→ CONSIGNE 1
D'après l'extrait source, quel réalisateur a retranscrit les différentes époques traversées par Elvis Presley ?

━━ EXTRAIT SOURCE ━━

C’est vrai que le film est long, je ne peux pas le nier. Vous ressortez lessivé, mais il y a des bonnes raisons à cela. Le réalisateur Baz Luhrmann retranscrit avec un rythme dynamique les différentes époques qu’a traversé Elvis Presley. En musique, vous allez voyager de Memphis à Las Vegas.

Avec ce film, j’ai pu découvrir un chanteur que j’adore sous un regard nouveau, celui du Colonel Parker. Un impresario vénal qui a vu en Elvis sa poule aux œufs d’or. Si vous ne connaissez pas celui qui a transformé ce jeune de Memphis en une star planétaire et intemporelle, ce film est fait pour vous.

━━━

→ CONSIGNE 2
Affichez chaque ligne des entrées qui contient la chaîne "field". La casse doit être respectée.

━━ ENTRÉES DE L'EXERCICE ━━

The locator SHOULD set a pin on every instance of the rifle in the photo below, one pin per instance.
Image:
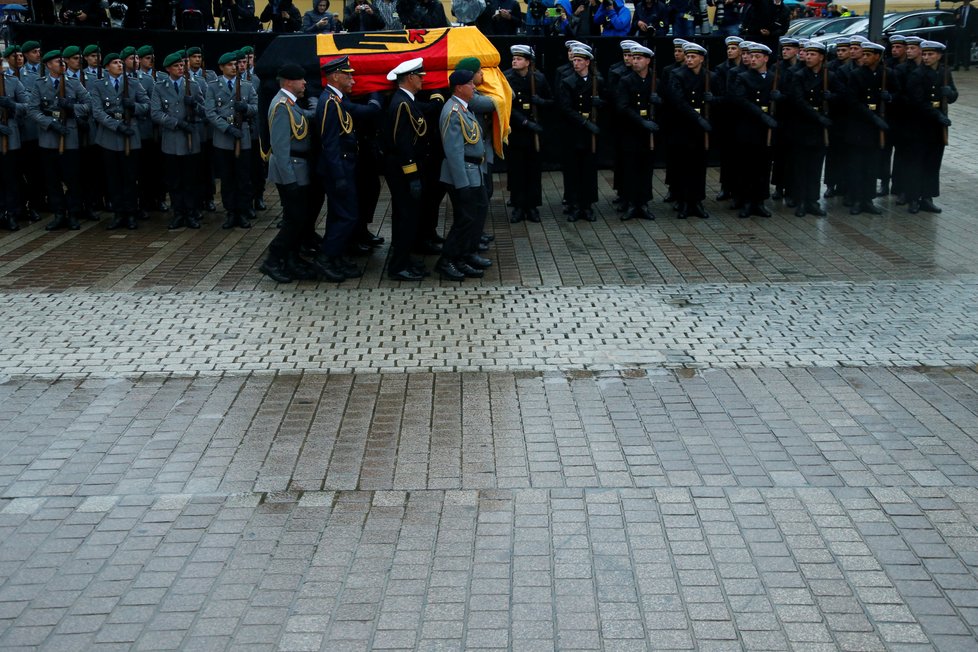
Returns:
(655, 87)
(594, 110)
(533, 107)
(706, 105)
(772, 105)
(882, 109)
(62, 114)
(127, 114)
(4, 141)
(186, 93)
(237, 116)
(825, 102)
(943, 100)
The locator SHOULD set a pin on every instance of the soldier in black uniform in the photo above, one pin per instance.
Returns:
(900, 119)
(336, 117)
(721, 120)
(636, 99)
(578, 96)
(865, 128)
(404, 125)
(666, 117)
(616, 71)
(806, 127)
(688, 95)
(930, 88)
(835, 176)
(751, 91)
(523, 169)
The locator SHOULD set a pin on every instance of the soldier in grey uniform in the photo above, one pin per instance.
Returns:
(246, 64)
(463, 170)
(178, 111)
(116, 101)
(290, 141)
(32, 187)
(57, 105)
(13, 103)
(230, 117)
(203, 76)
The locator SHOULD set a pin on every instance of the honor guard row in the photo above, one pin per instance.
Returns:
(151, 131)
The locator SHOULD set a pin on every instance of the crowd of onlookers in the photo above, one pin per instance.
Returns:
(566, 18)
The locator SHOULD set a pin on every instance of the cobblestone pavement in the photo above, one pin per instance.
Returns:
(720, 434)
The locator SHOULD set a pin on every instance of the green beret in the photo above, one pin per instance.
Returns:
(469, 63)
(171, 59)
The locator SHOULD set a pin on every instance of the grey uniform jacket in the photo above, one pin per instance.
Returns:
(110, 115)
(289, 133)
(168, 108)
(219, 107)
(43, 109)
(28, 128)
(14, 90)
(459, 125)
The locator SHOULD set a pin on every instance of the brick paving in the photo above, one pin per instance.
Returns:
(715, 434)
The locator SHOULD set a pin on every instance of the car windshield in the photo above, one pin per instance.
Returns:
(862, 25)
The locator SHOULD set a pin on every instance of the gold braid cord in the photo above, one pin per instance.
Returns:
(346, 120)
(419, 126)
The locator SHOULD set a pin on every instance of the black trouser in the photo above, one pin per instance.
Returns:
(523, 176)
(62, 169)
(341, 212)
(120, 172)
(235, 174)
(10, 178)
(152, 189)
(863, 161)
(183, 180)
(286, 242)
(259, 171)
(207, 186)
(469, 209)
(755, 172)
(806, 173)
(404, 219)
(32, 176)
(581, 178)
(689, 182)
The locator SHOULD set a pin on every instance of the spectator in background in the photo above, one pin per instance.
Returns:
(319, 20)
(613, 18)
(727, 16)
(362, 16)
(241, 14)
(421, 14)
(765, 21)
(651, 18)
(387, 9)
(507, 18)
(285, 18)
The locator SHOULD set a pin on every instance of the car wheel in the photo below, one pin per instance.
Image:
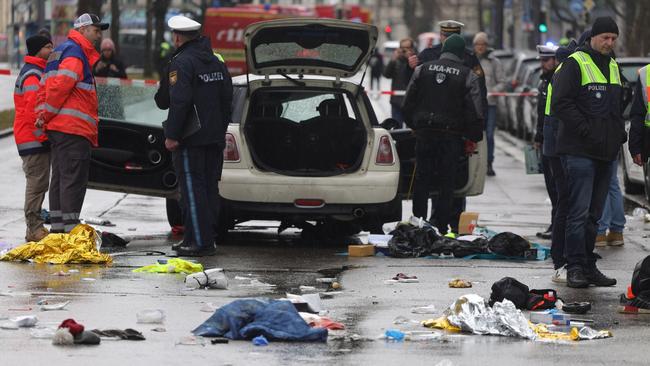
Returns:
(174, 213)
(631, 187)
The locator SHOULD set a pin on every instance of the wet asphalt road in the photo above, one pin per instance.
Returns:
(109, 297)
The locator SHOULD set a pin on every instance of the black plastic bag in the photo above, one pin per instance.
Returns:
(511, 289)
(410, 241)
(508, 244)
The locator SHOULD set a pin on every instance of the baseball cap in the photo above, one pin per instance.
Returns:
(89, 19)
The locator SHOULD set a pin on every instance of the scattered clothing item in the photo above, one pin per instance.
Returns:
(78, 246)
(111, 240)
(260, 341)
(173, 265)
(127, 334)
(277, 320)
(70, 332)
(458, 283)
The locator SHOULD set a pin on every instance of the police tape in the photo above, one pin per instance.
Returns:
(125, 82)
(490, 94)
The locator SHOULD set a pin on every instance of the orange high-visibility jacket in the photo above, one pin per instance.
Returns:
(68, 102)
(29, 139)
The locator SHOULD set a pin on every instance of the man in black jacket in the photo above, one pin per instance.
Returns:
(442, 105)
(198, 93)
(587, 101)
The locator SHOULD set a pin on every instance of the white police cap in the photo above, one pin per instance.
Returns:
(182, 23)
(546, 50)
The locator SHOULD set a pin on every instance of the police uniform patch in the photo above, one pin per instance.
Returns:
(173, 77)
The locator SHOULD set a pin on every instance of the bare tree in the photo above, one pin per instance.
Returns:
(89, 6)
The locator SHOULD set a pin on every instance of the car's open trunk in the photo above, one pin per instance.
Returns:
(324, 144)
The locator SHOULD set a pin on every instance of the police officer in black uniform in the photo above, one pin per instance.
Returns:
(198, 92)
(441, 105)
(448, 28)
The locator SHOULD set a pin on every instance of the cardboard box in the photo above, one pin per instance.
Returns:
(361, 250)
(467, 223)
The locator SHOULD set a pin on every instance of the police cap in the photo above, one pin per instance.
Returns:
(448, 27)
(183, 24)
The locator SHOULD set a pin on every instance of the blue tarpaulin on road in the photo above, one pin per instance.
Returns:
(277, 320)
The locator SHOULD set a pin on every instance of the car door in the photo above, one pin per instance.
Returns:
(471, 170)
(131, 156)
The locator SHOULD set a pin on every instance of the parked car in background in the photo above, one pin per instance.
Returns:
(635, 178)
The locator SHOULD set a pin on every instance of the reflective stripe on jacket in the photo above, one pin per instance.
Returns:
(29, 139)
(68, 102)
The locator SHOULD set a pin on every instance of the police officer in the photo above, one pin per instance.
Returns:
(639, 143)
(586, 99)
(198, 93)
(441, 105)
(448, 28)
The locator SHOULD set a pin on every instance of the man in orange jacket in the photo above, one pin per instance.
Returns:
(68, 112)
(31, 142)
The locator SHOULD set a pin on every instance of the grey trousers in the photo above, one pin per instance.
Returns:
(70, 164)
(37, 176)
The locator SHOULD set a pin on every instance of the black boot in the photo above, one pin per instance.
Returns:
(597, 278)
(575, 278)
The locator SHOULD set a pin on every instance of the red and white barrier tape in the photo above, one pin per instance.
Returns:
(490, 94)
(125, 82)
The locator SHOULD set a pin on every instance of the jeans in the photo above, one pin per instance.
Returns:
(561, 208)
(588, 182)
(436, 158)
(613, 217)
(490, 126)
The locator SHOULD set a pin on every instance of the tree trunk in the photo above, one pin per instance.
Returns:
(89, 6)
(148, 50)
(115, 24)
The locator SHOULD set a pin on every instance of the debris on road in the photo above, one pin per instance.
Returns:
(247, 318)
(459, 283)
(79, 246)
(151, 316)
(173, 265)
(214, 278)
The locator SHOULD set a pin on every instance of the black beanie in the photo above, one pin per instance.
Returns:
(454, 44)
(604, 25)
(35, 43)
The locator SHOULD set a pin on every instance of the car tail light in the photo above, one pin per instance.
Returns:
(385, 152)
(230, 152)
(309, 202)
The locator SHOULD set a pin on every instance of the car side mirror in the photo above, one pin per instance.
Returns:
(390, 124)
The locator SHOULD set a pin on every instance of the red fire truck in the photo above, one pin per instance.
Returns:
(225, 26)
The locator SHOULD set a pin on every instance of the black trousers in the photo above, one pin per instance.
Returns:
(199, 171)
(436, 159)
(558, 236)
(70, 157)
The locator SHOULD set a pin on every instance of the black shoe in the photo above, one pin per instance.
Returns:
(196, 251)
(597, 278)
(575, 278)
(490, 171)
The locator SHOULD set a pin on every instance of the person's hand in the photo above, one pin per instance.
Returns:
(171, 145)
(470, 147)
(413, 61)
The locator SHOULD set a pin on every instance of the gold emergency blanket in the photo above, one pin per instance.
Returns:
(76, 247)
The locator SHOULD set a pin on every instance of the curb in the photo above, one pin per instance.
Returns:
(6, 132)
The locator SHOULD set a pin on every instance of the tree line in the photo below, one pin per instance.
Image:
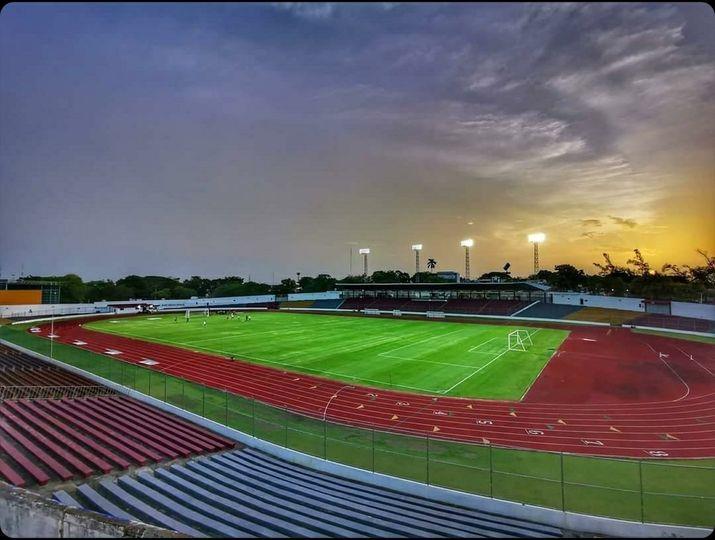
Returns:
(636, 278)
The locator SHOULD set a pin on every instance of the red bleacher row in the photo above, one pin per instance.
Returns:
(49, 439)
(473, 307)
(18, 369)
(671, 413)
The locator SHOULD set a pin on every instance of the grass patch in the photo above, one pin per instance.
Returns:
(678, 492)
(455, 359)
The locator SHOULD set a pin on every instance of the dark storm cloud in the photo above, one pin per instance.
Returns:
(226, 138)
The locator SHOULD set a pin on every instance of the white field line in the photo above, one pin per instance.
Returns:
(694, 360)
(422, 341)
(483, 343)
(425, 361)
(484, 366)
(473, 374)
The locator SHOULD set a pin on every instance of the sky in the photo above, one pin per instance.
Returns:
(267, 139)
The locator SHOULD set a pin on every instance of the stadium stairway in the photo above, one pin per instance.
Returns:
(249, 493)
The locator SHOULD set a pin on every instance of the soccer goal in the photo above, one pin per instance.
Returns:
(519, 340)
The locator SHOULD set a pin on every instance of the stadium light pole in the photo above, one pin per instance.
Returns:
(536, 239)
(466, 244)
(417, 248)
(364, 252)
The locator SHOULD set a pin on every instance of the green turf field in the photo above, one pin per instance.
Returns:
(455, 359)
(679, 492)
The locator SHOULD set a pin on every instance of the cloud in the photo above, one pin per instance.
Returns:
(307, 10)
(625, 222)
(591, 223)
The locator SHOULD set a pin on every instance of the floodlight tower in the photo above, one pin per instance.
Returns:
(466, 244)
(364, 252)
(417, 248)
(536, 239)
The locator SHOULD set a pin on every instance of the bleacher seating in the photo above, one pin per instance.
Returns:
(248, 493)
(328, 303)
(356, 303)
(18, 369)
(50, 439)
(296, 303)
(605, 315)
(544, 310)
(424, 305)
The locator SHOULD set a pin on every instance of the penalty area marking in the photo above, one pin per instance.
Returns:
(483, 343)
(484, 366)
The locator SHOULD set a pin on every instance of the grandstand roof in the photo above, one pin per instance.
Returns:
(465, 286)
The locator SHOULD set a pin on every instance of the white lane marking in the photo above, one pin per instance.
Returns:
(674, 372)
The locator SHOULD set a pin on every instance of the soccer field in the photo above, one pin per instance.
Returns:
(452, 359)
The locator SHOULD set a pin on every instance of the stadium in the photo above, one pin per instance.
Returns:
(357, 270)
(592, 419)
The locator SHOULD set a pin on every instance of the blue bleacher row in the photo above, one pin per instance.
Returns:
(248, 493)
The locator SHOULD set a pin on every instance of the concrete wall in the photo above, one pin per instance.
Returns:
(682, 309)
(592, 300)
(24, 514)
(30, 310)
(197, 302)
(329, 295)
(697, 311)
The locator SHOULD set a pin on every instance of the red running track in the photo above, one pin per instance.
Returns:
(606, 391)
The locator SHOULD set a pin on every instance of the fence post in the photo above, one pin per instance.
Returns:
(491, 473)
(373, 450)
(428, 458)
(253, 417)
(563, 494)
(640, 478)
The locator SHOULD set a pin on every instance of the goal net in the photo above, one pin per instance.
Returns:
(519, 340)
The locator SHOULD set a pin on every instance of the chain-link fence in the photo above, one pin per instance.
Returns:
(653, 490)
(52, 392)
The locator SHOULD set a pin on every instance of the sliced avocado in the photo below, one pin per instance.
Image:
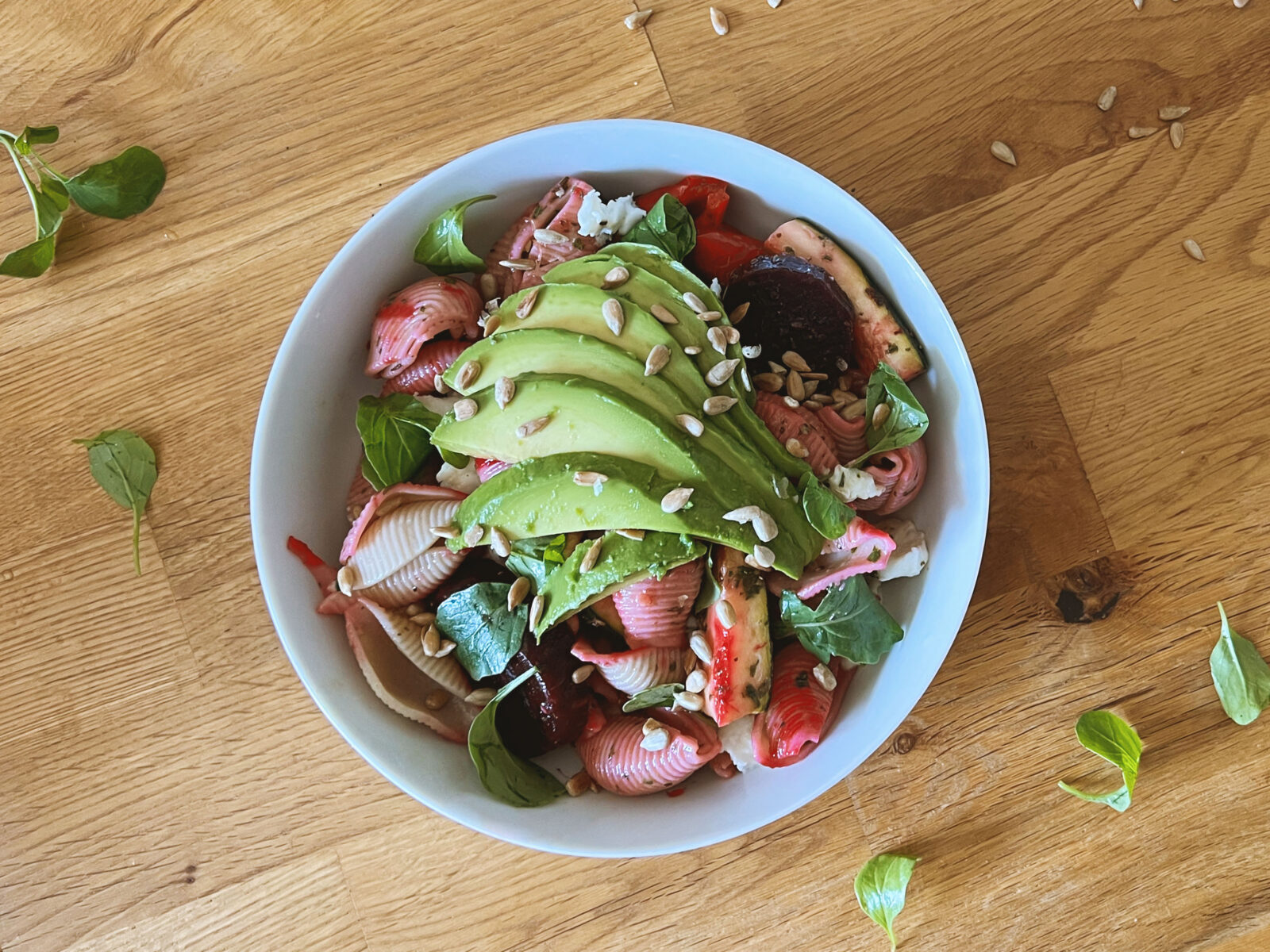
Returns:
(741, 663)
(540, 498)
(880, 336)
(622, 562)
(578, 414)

━━━

→ RÉPONSE FINALE 1
Baz Luhrmann.

→ RÉPONSE FINALE 2
The locator SHOULD set a pin on every instance of the white field line in the photo above, one pin per instance.
The locator SHOULD set a pin on every instance of the green turf field in the photo above, one pin per instance.
The locator SHOULD set a pin on every instance of the soccer field in the photo above, one pin per instance.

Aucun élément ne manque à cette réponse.